• Dataset
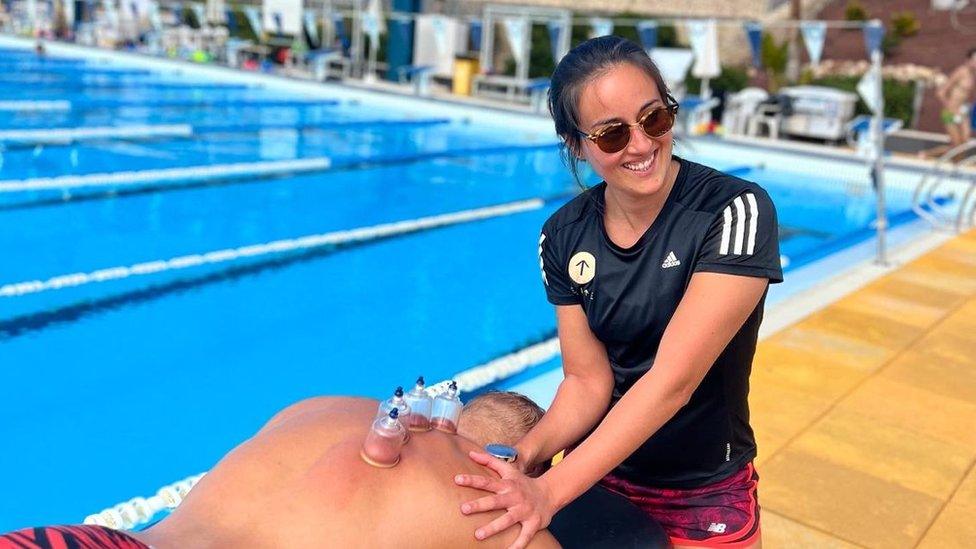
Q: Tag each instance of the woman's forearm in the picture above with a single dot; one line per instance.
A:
(578, 406)
(648, 405)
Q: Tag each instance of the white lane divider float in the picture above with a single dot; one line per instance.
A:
(68, 135)
(276, 247)
(35, 105)
(142, 177)
(502, 367)
(139, 510)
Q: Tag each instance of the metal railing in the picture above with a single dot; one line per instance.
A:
(944, 195)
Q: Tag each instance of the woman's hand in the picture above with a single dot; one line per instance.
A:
(527, 500)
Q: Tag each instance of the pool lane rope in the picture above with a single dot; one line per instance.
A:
(38, 105)
(68, 135)
(189, 174)
(138, 511)
(275, 247)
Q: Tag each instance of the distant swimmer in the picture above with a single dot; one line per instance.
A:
(955, 95)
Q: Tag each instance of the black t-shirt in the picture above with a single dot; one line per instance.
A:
(710, 222)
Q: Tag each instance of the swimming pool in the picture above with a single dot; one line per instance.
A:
(165, 291)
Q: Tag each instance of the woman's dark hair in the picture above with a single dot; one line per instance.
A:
(582, 64)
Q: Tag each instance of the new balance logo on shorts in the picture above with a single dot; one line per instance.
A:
(670, 261)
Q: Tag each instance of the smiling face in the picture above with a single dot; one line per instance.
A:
(622, 94)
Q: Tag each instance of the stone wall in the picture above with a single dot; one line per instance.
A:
(733, 46)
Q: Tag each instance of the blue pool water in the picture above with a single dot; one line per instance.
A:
(112, 389)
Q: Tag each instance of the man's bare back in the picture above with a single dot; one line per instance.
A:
(300, 482)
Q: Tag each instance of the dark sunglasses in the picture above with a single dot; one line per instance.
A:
(654, 123)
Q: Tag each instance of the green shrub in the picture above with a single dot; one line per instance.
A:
(540, 53)
(898, 96)
(855, 11)
(889, 43)
(904, 24)
(667, 34)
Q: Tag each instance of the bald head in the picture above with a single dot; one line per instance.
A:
(498, 416)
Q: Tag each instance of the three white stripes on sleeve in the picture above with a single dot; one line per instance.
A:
(735, 214)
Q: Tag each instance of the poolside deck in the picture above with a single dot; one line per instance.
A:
(865, 413)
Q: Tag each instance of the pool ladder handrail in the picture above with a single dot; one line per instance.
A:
(924, 201)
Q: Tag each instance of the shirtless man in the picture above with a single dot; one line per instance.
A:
(954, 95)
(300, 482)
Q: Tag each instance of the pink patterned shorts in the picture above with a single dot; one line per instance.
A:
(724, 514)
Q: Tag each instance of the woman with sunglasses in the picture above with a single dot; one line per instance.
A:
(658, 275)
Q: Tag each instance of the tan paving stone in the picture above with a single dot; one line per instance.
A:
(779, 531)
(927, 284)
(938, 374)
(848, 503)
(778, 413)
(880, 303)
(831, 346)
(954, 258)
(915, 461)
(885, 332)
(816, 373)
(948, 345)
(956, 524)
(917, 410)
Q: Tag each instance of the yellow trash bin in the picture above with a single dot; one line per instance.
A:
(465, 67)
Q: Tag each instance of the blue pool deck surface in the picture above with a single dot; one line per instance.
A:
(406, 233)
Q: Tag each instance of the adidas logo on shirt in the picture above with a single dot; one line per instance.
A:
(670, 261)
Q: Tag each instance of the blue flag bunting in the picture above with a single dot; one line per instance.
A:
(555, 35)
(873, 35)
(647, 31)
(474, 31)
(754, 34)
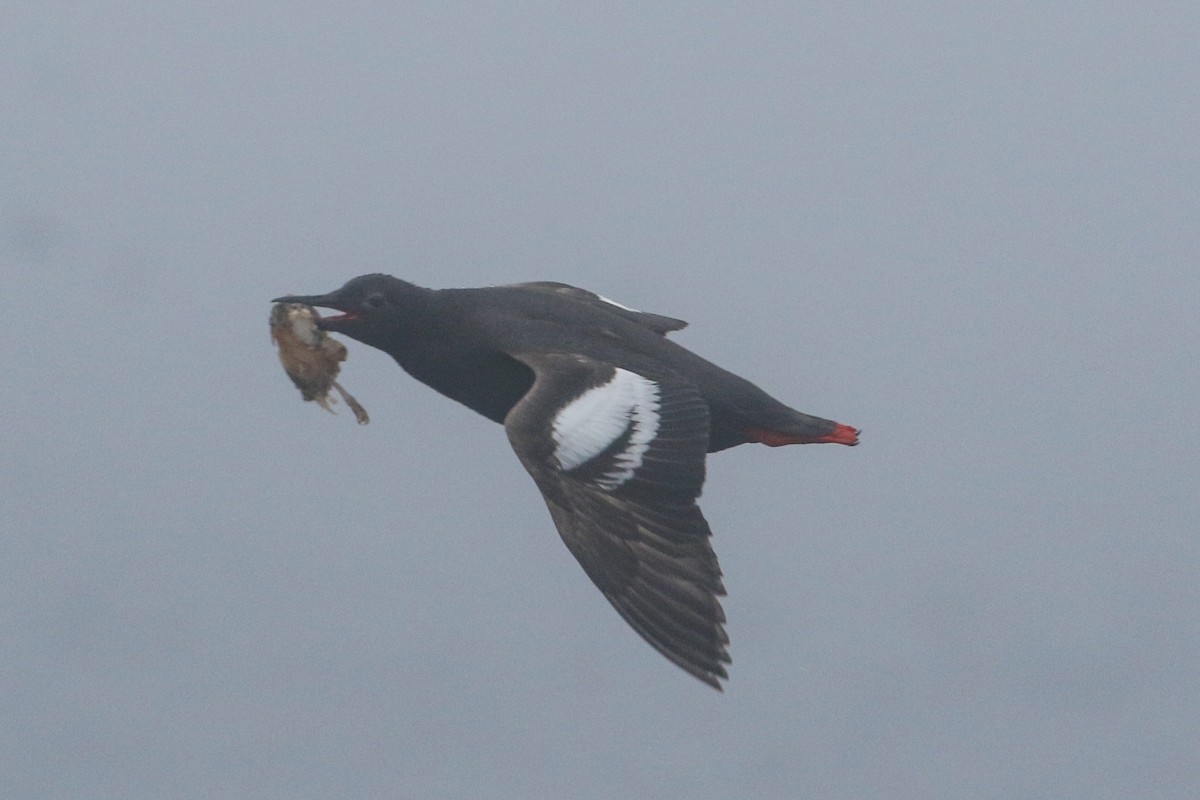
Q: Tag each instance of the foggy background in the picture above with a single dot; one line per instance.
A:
(970, 229)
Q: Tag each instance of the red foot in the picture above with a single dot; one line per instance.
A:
(843, 434)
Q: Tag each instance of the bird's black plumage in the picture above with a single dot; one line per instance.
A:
(610, 417)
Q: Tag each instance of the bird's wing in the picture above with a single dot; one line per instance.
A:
(657, 323)
(619, 458)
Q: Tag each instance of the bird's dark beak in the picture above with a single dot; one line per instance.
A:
(321, 301)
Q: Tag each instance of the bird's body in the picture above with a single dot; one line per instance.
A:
(610, 417)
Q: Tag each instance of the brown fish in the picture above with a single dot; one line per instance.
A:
(310, 356)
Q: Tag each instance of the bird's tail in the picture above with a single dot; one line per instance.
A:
(804, 429)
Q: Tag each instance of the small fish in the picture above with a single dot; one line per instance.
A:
(310, 356)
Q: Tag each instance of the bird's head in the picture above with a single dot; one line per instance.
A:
(375, 308)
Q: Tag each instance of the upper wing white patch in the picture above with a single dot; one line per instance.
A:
(588, 425)
(613, 302)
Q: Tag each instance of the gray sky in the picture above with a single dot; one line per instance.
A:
(971, 230)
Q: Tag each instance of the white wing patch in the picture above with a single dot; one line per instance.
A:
(588, 425)
(613, 302)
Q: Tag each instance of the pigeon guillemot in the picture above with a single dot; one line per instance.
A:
(610, 417)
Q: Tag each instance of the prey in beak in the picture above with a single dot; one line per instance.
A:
(310, 356)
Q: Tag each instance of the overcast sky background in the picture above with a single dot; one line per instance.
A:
(971, 229)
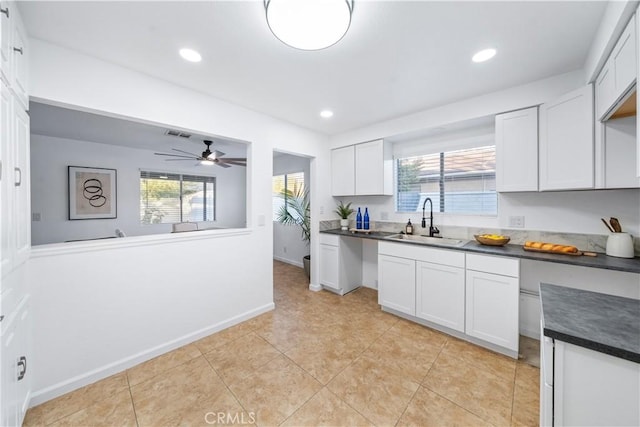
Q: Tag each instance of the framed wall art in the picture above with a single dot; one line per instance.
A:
(92, 193)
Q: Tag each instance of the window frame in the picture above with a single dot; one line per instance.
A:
(181, 178)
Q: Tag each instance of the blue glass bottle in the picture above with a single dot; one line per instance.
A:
(366, 218)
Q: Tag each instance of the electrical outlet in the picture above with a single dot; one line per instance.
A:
(516, 221)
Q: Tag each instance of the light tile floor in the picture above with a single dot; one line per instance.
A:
(317, 359)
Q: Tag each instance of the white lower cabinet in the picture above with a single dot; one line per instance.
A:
(440, 294)
(397, 283)
(15, 359)
(492, 299)
(340, 261)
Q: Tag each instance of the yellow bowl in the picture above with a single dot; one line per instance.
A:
(482, 239)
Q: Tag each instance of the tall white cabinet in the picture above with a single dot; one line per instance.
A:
(15, 224)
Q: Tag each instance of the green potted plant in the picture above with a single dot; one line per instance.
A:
(343, 212)
(296, 211)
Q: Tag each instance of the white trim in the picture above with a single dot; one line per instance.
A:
(41, 396)
(55, 249)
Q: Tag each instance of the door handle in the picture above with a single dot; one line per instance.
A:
(22, 364)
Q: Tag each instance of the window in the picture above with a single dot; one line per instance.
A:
(460, 181)
(167, 198)
(292, 182)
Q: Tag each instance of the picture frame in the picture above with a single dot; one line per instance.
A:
(92, 193)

• Problem requirements
Starting at the line that holds "Q: Tag each instance of the white trim", set down each line exactly through the last line of the records above, and no others.

• Answer for the task
Q: Tag each instance of the white trim in the picture above with a single dot; one line per instance.
A:
(41, 396)
(55, 249)
Q: Tag each instance of the door handle in the picture above with a single dot; one line per instance.
A:
(22, 364)
Q: Tag each instance of the window in the picture above with a single dot; one line per instance.
A:
(460, 181)
(167, 198)
(292, 182)
Q: Tag each instance of the picture frame in the picture above with a single dot; one line per instance.
A:
(92, 193)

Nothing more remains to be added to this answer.